**What is needed:** The records below are to be transcribed exactly from their first line to the line that has "box: [324, 196, 375, 342]", inclusive, with every picture omitted.

**Exercise material:**
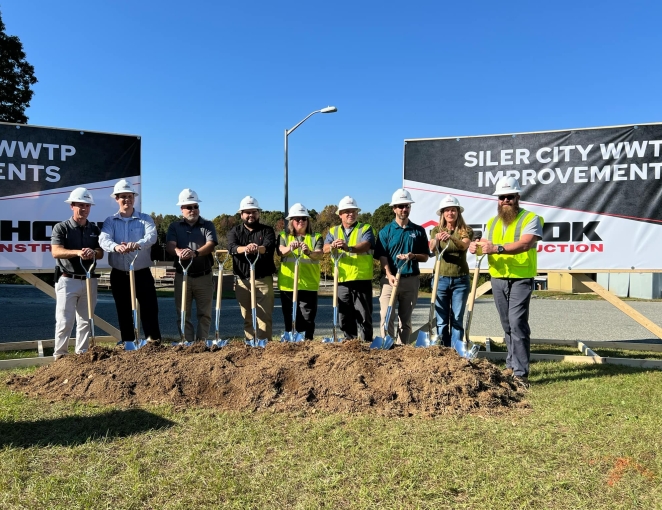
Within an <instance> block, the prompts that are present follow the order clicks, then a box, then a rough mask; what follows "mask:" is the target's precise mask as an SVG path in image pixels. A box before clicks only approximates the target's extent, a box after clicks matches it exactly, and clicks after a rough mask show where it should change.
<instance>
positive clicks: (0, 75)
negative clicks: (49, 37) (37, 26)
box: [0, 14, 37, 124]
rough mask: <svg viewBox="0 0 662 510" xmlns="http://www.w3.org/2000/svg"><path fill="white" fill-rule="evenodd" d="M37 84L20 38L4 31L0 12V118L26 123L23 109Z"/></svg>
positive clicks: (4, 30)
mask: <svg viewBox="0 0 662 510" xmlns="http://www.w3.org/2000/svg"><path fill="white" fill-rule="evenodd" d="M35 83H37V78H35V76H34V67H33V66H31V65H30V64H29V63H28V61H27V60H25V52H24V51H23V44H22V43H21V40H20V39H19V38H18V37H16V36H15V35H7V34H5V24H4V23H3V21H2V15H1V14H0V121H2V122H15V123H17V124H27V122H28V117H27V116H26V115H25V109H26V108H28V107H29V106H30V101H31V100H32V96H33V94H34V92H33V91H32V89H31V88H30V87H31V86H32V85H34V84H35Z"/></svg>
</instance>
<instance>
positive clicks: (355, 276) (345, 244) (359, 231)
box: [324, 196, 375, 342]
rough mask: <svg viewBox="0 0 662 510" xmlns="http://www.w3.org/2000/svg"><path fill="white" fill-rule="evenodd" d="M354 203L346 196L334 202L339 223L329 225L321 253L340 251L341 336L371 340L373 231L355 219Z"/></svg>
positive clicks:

**Task response:**
Within an <instance> block, the prompts that are present follow the order clicks, then a box, then a rough mask; what follows "mask:" is the target's precise mask as an SVG path in image pixels. A box before clicks only approximates the target's extent, a box after clicks matches it exactly, and clicks after a rough mask show where it should change.
<instance>
positive clicks: (0, 75)
negative clicks: (49, 37) (37, 26)
box: [0, 14, 37, 124]
rough mask: <svg viewBox="0 0 662 510" xmlns="http://www.w3.org/2000/svg"><path fill="white" fill-rule="evenodd" d="M37 84L20 38L4 31L0 12V118L26 123L23 109Z"/></svg>
positive clicks: (4, 30)
mask: <svg viewBox="0 0 662 510" xmlns="http://www.w3.org/2000/svg"><path fill="white" fill-rule="evenodd" d="M35 83H37V78H35V76H34V67H33V66H31V65H30V64H29V63H28V61H27V60H25V52H24V51H23V44H22V43H21V40H20V39H19V38H18V37H16V36H15V35H7V34H5V24H4V23H3V21H2V15H1V14H0V121H2V122H15V123H17V124H27V122H28V117H27V116H26V115H25V109H26V108H28V107H29V106H30V101H31V100H32V96H33V94H34V92H33V91H32V89H31V88H30V87H31V86H32V85H34V84H35Z"/></svg>
</instance>
<instance>
positive clicks: (355, 276) (345, 244) (359, 231)
box: [324, 196, 375, 342]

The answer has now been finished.